EXERCISE DETAILS: Take the listing from its first line through the line that contains "neck</item>, I would be grateful." and please retype those lines exactly, leaving out the pictures.

TASK DATA:
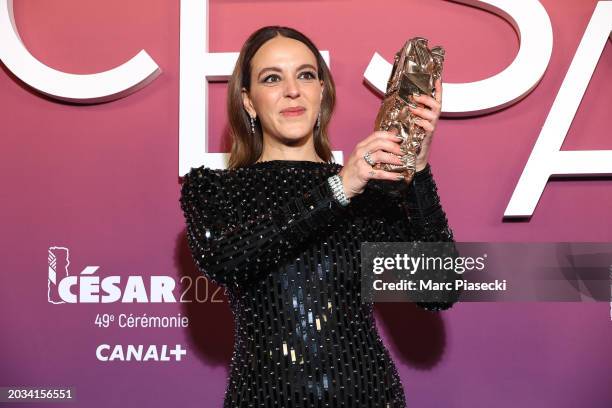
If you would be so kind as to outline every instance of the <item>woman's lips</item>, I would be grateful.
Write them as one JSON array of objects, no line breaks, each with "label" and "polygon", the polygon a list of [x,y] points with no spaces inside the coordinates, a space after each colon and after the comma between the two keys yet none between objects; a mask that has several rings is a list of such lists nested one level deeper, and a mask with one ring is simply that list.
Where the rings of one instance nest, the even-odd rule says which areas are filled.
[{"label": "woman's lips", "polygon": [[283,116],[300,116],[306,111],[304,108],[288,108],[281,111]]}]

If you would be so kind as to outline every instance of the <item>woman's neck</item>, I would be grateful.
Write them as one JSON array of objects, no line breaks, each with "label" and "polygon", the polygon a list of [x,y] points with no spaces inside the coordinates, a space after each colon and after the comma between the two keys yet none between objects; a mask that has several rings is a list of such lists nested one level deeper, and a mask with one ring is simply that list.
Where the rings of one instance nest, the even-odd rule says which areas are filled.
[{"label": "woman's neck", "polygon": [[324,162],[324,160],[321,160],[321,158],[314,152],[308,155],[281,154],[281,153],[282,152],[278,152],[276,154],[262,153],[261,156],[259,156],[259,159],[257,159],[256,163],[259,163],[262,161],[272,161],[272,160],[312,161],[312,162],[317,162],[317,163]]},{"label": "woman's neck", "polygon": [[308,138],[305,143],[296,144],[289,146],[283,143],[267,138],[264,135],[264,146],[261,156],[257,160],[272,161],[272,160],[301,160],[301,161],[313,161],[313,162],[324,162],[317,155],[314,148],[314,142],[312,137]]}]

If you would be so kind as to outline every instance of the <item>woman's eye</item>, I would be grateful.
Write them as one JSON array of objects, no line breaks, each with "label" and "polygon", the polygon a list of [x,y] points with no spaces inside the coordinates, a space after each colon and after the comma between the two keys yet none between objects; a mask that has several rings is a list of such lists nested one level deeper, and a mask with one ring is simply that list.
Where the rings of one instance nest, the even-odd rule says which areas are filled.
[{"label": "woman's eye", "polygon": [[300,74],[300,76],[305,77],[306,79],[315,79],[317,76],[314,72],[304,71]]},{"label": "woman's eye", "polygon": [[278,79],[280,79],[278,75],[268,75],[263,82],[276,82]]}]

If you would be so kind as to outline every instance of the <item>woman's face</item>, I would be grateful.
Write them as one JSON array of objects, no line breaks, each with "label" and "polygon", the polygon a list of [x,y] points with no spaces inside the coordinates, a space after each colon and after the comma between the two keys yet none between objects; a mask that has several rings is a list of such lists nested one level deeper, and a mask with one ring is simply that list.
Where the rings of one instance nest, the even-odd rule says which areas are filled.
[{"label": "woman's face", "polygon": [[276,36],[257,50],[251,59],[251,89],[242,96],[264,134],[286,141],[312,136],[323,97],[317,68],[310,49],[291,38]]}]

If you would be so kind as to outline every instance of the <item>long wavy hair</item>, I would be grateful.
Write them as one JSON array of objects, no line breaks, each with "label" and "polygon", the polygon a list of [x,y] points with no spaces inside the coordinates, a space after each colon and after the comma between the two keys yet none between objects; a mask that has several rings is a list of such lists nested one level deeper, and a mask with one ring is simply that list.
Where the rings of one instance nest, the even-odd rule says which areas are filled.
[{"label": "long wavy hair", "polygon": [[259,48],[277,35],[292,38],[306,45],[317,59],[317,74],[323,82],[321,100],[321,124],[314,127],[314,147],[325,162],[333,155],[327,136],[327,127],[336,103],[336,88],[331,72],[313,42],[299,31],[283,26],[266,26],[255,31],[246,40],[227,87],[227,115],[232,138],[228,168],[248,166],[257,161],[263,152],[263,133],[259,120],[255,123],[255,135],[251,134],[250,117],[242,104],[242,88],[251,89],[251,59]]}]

REPLY:
If you would be so kind as to outline every instance of the <item>woman's lips</item>, I would be grateful.
Write them as one JSON array of objects, no line breaks, each with "label" and "polygon", the polygon a list of [x,y] points with no spaces inside the coordinates, a space after each colon and after the comma between the two keys yet none between objects; a mask that has several rings is a list of such lists nested one level deeper, and a mask with one ring is simply that list.
Where the rings of one instance nest, the even-odd rule says which areas are filled.
[{"label": "woman's lips", "polygon": [[283,116],[300,116],[306,111],[304,108],[288,108],[281,111]]}]

If you would be so kind as to outline every instance of the <item>woman's neck</item>, I would be grateful.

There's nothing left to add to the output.